Jay Jackson
Our project was designed to examine
the students of Hanover College, and determine how one’s gender, class, and
romantic life could affect their sleeping patterns. With this information, we could then determine how much sleep
affected what a student’s GPA was. With
this objective in mind, we set out to determine marginal, joint, and
conditional probabilities for all of our variables, and determine the statistical
significance of a linear regression model for average sleep per night and
GPA. Our sample was acquired from the
Winter 2001 Student Database, and included all 213 students that adequately
filled out surveys. These students were
the ones who returned surveys that had gender, class, dating status, and
average sleep per night filled out.
This information was used to determine who got the most sleep, and what
sleep did for GPA. We found
conditional, joint, and marginal probabilities for each of our independent
variables (gender, class, and dating status) and sleep and explored for
statistically significant differences in each.

#####

Can you retype the entire sleep study summary word for word? The listing comes from a separate source and has no connection to the sleep study summary.

#####

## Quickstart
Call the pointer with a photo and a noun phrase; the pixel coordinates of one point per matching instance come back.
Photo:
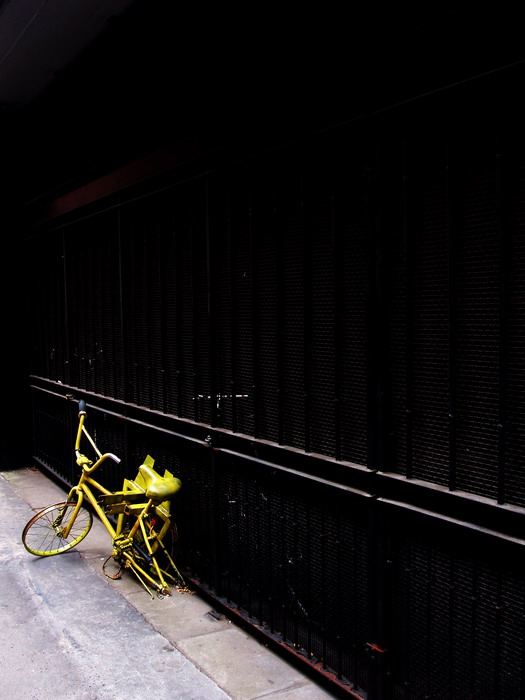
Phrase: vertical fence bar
(280, 315)
(409, 317)
(256, 326)
(338, 325)
(503, 340)
(307, 311)
(122, 312)
(451, 317)
(234, 314)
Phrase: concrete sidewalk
(210, 658)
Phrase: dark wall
(319, 326)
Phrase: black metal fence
(326, 344)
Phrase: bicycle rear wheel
(42, 536)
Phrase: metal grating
(457, 618)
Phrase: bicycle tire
(41, 536)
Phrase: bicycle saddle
(159, 488)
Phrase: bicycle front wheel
(42, 536)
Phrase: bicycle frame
(123, 543)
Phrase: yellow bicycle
(142, 530)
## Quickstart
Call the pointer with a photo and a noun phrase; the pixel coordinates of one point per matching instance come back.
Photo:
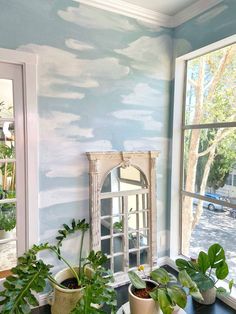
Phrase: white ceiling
(169, 7)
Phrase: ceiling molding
(131, 10)
(194, 10)
(151, 16)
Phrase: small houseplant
(206, 271)
(7, 220)
(30, 275)
(160, 291)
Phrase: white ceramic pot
(64, 300)
(142, 306)
(209, 296)
(5, 234)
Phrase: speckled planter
(209, 296)
(142, 306)
(64, 300)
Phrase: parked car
(232, 212)
(211, 205)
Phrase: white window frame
(28, 63)
(179, 101)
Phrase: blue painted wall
(103, 84)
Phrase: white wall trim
(29, 62)
(152, 16)
(194, 10)
(131, 10)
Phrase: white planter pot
(209, 296)
(5, 234)
(142, 306)
(64, 300)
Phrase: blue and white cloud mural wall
(103, 84)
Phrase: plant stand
(125, 309)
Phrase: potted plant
(76, 289)
(160, 291)
(7, 220)
(206, 271)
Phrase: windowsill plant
(30, 275)
(206, 271)
(163, 291)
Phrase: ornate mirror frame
(100, 165)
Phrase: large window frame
(27, 224)
(177, 151)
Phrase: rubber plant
(208, 269)
(31, 274)
(169, 290)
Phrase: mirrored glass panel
(124, 179)
(7, 252)
(118, 263)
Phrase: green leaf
(203, 262)
(178, 296)
(164, 302)
(216, 255)
(231, 283)
(222, 271)
(221, 291)
(161, 276)
(136, 281)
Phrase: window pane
(133, 240)
(133, 259)
(106, 246)
(118, 244)
(213, 226)
(7, 137)
(132, 222)
(105, 226)
(144, 256)
(209, 155)
(118, 263)
(6, 98)
(112, 206)
(8, 253)
(118, 226)
(7, 180)
(143, 238)
(143, 220)
(210, 95)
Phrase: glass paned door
(12, 168)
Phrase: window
(122, 193)
(205, 135)
(18, 162)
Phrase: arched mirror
(123, 211)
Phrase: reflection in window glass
(118, 263)
(209, 141)
(133, 206)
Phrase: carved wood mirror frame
(100, 165)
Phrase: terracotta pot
(64, 300)
(5, 234)
(142, 306)
(209, 296)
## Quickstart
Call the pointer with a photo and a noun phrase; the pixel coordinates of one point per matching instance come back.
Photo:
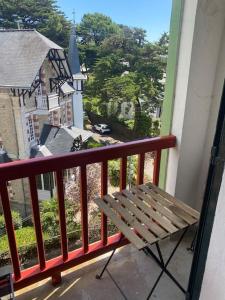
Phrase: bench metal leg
(99, 276)
(163, 265)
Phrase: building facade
(36, 88)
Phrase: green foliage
(16, 217)
(24, 237)
(143, 125)
(42, 15)
(125, 67)
(94, 28)
(155, 128)
(114, 171)
(50, 217)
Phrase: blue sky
(152, 15)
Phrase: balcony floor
(133, 270)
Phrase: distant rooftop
(58, 140)
(22, 53)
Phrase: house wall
(8, 133)
(214, 276)
(199, 82)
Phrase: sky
(151, 15)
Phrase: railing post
(84, 210)
(62, 214)
(10, 230)
(37, 222)
(123, 173)
(140, 170)
(104, 190)
(56, 278)
(156, 169)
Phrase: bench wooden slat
(129, 234)
(179, 203)
(165, 223)
(131, 220)
(161, 209)
(169, 205)
(157, 230)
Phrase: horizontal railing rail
(30, 168)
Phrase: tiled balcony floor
(133, 270)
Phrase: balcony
(88, 251)
(47, 103)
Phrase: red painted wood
(26, 168)
(62, 214)
(84, 209)
(104, 191)
(156, 167)
(76, 257)
(37, 222)
(10, 229)
(32, 167)
(140, 169)
(123, 173)
(56, 278)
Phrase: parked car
(102, 128)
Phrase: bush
(17, 220)
(50, 218)
(50, 223)
(114, 171)
(155, 128)
(143, 125)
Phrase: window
(30, 129)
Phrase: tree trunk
(137, 114)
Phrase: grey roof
(22, 53)
(73, 55)
(58, 140)
(67, 89)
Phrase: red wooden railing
(56, 164)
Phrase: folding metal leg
(163, 265)
(192, 247)
(99, 276)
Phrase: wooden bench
(145, 215)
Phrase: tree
(72, 191)
(94, 28)
(42, 15)
(133, 87)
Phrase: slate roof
(67, 89)
(58, 140)
(22, 53)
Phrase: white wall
(213, 286)
(197, 95)
(78, 112)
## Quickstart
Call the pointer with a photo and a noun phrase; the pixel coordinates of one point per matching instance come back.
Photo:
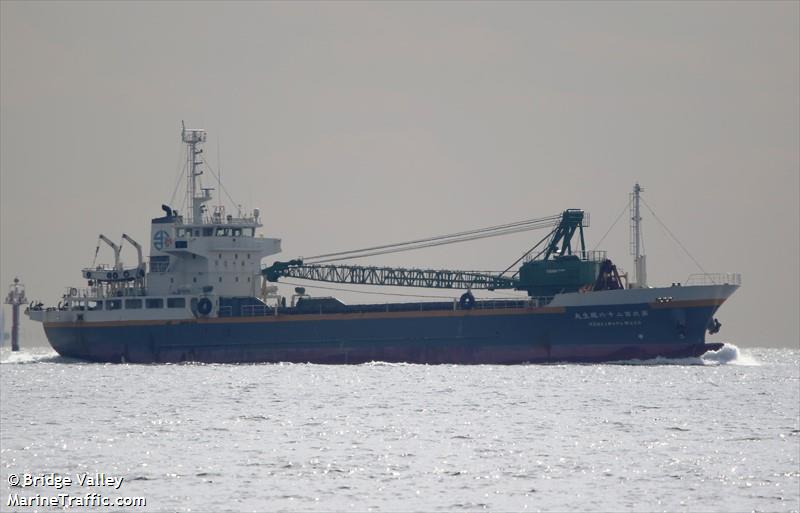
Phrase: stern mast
(639, 260)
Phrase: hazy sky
(352, 124)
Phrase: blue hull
(503, 336)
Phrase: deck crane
(556, 267)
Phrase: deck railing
(714, 279)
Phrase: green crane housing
(555, 268)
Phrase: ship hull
(586, 333)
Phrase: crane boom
(557, 267)
(389, 276)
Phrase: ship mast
(194, 202)
(639, 260)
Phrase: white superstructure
(195, 259)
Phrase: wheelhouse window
(159, 264)
(176, 302)
(154, 302)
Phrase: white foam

#####

**ANSWER FOR THE TASK**:
Jay Jackson
Our project was designed to examine
the students of Hanover College, and determine how one’s gender, class, and
romantic life could affect their sleeping patterns. With this information, we could then determine how much sleep
affected what a student’s GPA was. With
this objective in mind, we set out to determine marginal, joint, and
conditional probabilities for all of our variables, and determine the statistical
significance of a linear regression model for average sleep per night and
GPA. Our sample was acquired from the
Winter 2001 Student Database, and included all 213 students that adequately
filled out surveys. These students were
the ones who returned surveys that had gender, class, dating status, and
average sleep per night filled out.
This information was used to determine who got the most sleep, and what
sleep did for GPA. We found
conditional, joint, and marginal probabilities for each of our independent
variables (gender, class, and dating status) and sleep and explored for
statistically significant differences in each.